__WORK TO COMPLETE__: What you return must match the records character for character.

>>>>

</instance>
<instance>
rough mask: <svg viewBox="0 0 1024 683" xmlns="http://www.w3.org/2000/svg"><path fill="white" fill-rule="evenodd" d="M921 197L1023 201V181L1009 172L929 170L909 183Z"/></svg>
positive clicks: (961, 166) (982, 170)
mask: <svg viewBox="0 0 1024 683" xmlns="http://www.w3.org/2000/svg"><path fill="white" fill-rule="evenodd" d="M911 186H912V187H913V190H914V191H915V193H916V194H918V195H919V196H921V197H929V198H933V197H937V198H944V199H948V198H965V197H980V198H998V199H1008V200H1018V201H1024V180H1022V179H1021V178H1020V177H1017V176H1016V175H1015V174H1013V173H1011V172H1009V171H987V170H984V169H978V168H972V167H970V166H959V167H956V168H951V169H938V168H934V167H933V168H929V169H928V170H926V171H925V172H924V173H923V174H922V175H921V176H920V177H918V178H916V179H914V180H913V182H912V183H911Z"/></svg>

<<<<

__REPLY TO THE EXERCISE__:
</instance>
<instance>
rough mask: <svg viewBox="0 0 1024 683" xmlns="http://www.w3.org/2000/svg"><path fill="white" fill-rule="evenodd" d="M921 197L1023 201V181L1009 172L929 170L909 183Z"/></svg>
positive clicks: (961, 166) (982, 170)
mask: <svg viewBox="0 0 1024 683" xmlns="http://www.w3.org/2000/svg"><path fill="white" fill-rule="evenodd" d="M911 186H912V187H913V190H914V191H915V193H916V194H918V195H919V196H921V197H929V198H933V197H937V198H944V199H948V198H965V197H980V198H998V199H1008V200H1018V201H1024V180H1022V179H1021V178H1020V177H1017V176H1016V175H1015V174H1013V173H1011V172H1009V171H987V170H984V169H978V168H972V167H970V166H959V167H956V168H951V169H938V168H934V167H933V168H929V169H928V170H926V171H925V172H924V173H923V174H922V175H921V176H920V177H918V178H916V179H914V180H913V182H912V183H911Z"/></svg>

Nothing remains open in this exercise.